● REQUIREMENT
Reproduce the listing below, substituting "stone ledge" for "rocky cliff" and leaving everything else unchanged.

■ ■ ■ ■ ■ ■ ■

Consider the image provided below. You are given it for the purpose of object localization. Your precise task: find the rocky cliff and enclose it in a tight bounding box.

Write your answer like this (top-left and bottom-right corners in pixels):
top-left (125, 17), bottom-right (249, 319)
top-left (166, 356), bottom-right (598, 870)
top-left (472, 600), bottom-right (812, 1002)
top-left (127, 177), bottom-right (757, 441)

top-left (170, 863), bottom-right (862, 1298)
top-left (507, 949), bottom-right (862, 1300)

■ ■ ■ ■ ■ ■ ■

● WRITTEN ANSWER
Consider the image provided below. You are given it for the purpose of object localization. Your precise task: find the stone ledge and enclose it in a tight bounding box.

Write your answer like this (top-left and bottom-right corners in pixels):
top-left (125, 17), bottom-right (249, 319)
top-left (166, 356), bottom-right (598, 870)
top-left (472, 600), bottom-right (812, 1002)
top-left (127, 177), bottom-right (757, 441)

top-left (170, 863), bottom-right (862, 1298)
top-left (507, 949), bottom-right (862, 1300)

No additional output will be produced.